### PROBLEM
Look through the records, and wherever the string "roof" turns up, copy out that line.

### GIVEN INFORMATION
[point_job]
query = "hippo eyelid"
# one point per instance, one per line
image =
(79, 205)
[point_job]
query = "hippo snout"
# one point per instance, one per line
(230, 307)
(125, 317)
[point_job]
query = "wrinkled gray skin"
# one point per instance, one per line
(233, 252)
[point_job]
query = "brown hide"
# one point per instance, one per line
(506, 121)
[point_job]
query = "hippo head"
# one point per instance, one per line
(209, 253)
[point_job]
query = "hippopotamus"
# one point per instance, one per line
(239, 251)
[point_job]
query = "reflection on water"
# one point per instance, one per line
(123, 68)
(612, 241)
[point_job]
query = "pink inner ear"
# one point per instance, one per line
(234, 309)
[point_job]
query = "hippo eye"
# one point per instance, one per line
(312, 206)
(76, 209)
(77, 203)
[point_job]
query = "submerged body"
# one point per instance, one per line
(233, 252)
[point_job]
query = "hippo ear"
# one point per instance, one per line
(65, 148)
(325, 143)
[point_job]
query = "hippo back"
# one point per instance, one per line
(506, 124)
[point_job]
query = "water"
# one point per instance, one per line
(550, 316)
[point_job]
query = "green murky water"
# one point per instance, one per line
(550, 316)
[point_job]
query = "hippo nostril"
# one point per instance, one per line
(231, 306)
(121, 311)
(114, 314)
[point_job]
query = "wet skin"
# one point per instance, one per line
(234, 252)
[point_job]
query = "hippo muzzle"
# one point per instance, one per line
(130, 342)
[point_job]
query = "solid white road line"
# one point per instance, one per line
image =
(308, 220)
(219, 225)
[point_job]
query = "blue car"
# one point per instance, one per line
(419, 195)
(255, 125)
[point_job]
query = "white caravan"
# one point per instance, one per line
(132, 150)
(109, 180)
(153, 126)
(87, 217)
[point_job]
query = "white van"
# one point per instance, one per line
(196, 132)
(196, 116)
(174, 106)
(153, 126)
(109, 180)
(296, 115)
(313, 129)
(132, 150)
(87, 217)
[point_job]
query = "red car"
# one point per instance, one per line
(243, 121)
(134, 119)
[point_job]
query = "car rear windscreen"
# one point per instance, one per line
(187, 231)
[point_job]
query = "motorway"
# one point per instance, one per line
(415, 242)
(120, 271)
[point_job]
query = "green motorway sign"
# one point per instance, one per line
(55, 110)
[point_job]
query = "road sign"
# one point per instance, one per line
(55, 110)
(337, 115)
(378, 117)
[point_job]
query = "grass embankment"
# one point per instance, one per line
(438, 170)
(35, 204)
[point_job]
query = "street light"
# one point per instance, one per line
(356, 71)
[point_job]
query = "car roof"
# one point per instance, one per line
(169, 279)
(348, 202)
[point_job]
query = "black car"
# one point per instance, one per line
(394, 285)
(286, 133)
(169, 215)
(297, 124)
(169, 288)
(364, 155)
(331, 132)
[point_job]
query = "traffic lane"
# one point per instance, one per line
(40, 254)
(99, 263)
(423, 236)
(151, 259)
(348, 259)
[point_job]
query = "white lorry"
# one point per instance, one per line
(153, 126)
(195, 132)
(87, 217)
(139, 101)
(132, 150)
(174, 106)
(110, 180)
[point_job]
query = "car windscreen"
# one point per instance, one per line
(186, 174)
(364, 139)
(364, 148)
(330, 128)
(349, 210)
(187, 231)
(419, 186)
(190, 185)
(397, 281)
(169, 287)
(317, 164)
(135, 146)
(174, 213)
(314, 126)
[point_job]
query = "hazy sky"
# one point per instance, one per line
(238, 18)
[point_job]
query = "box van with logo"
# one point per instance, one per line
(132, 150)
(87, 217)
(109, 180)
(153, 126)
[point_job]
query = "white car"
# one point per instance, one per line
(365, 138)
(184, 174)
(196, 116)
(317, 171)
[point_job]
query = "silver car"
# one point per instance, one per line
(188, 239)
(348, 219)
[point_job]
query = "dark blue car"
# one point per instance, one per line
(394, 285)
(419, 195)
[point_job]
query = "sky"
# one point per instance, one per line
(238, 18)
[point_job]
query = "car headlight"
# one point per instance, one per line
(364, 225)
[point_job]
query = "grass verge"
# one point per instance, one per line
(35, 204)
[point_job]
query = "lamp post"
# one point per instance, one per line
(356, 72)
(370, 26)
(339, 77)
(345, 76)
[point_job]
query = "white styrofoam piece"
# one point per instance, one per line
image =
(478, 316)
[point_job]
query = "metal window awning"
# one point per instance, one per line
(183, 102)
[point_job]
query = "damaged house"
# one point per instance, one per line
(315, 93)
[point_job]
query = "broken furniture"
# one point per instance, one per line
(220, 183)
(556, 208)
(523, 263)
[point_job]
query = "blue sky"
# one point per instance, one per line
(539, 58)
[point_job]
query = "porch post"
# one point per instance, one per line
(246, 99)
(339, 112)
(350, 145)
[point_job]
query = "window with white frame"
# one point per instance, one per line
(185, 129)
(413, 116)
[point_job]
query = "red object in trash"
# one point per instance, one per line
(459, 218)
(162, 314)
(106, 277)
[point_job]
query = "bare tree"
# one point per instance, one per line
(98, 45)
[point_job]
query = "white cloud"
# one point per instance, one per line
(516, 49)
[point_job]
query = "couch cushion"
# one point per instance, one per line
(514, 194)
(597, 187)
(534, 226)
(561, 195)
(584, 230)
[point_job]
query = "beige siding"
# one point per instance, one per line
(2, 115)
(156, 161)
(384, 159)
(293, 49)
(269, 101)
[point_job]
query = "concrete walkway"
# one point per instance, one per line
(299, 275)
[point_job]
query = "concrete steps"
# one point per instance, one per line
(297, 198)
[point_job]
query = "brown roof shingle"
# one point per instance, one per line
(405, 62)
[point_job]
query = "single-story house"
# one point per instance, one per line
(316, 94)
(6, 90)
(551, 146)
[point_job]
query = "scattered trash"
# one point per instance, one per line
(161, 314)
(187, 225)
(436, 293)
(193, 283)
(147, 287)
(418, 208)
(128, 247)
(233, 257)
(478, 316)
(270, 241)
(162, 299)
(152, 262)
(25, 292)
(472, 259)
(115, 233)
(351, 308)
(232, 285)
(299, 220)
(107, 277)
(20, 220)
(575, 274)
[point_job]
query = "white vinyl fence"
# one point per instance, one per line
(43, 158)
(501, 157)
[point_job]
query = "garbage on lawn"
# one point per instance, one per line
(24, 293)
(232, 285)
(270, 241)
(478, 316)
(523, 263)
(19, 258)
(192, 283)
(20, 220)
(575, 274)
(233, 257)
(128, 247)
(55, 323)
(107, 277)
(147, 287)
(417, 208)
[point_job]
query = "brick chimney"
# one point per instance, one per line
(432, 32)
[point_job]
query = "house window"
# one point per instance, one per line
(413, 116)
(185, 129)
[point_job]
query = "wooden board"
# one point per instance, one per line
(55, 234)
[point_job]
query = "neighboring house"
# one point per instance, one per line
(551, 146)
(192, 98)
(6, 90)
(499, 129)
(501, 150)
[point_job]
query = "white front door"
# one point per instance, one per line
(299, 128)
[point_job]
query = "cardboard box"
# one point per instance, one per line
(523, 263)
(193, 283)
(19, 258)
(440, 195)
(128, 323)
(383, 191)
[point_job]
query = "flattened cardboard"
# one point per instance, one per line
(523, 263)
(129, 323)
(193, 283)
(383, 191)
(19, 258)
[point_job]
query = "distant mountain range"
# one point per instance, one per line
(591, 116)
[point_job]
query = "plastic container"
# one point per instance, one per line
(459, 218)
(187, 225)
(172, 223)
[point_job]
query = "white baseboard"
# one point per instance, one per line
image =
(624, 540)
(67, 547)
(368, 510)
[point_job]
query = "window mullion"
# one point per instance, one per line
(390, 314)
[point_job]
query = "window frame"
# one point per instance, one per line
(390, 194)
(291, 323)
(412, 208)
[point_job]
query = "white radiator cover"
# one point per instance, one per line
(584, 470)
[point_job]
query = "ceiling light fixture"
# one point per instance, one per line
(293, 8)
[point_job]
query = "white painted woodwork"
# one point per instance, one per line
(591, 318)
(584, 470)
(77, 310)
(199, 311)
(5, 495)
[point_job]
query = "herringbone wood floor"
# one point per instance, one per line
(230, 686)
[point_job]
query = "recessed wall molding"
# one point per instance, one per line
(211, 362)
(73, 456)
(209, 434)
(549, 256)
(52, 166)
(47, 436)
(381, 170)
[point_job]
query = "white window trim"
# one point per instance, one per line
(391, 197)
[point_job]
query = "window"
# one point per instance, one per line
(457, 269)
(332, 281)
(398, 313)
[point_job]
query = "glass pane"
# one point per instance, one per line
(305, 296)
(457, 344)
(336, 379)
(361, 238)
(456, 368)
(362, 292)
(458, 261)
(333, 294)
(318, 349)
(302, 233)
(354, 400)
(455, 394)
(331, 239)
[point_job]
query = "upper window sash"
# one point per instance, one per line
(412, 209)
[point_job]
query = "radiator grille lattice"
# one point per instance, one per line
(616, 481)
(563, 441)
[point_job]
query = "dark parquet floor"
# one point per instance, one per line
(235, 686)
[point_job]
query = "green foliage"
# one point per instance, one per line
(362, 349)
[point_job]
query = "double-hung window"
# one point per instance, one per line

### SOLUTION TO THE EXERCISE
query = "car roof"
query = "brown roof shingle"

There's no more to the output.